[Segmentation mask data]
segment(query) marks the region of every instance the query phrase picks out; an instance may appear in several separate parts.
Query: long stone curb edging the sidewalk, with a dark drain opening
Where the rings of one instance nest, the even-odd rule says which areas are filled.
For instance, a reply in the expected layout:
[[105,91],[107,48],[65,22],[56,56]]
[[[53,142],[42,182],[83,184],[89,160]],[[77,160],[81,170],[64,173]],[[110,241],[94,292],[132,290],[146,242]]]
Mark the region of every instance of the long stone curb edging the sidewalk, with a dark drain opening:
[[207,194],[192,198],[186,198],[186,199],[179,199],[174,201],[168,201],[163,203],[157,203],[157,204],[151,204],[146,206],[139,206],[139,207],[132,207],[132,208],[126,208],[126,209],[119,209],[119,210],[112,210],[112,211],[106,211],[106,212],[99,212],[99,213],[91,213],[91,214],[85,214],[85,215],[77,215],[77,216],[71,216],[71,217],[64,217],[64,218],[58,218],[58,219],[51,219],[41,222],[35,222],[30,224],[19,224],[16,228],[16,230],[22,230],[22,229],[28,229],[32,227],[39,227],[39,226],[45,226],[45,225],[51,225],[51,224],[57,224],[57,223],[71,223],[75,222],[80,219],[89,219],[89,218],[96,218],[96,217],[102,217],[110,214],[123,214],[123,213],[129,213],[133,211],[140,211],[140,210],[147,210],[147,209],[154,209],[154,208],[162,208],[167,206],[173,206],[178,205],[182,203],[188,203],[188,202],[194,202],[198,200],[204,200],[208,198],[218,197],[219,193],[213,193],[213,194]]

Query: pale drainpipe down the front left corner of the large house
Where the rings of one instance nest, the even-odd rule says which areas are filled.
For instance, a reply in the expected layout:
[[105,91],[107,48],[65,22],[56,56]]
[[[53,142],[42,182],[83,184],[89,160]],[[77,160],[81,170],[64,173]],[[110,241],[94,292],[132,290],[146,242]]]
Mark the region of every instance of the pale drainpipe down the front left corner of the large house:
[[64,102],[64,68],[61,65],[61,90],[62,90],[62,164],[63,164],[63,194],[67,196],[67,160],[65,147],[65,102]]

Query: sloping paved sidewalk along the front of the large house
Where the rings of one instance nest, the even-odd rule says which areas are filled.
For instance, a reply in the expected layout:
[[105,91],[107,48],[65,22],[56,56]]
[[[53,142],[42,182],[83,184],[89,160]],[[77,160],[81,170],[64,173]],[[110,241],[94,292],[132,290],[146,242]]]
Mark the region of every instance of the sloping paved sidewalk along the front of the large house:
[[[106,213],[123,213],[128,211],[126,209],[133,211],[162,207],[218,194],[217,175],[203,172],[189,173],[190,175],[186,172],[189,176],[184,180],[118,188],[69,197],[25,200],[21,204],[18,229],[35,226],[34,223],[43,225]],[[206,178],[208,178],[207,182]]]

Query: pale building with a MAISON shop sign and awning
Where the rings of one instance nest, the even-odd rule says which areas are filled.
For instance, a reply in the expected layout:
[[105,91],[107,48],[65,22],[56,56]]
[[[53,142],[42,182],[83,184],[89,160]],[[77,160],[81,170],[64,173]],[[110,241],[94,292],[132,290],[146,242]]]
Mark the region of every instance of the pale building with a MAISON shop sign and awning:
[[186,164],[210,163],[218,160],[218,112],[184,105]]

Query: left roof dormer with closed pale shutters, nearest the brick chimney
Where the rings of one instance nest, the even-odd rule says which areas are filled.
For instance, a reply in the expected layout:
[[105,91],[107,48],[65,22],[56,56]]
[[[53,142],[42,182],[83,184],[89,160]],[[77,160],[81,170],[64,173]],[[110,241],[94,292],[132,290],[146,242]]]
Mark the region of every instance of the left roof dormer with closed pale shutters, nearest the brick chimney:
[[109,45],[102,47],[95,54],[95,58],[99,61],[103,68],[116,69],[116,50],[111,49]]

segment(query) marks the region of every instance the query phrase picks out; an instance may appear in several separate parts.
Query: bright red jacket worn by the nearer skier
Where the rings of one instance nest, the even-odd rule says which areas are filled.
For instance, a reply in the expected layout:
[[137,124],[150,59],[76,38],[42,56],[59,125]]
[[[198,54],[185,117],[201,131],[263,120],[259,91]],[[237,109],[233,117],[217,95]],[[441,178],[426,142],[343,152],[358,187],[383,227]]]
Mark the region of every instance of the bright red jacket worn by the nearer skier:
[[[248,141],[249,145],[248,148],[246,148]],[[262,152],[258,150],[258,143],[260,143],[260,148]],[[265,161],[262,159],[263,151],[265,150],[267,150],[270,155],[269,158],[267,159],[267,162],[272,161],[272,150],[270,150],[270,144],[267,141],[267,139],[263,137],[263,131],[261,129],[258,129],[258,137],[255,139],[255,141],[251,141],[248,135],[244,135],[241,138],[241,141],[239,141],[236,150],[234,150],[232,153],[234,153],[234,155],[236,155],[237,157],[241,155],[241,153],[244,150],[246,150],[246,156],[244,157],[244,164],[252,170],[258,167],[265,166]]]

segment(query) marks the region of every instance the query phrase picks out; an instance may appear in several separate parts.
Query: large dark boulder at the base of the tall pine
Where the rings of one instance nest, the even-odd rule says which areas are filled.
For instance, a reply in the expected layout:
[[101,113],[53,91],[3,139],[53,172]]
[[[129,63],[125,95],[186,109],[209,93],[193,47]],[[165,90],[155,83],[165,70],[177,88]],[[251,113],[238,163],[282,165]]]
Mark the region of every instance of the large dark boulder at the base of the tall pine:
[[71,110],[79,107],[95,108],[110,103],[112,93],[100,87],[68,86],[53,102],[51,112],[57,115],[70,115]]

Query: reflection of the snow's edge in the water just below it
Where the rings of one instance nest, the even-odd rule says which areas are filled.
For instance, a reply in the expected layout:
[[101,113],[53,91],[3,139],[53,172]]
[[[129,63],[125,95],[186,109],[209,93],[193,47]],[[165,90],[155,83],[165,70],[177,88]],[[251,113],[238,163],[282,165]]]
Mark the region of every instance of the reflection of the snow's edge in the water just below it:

> **What you need to do**:
Wherever the string "edge" occurs in the entries, copy that whole line.

> **Result of this exercise**:
Query: reflection of the snow's edge in the water just below it
Mark the region of every instance of the reflection of the snow's edge in the water just below it:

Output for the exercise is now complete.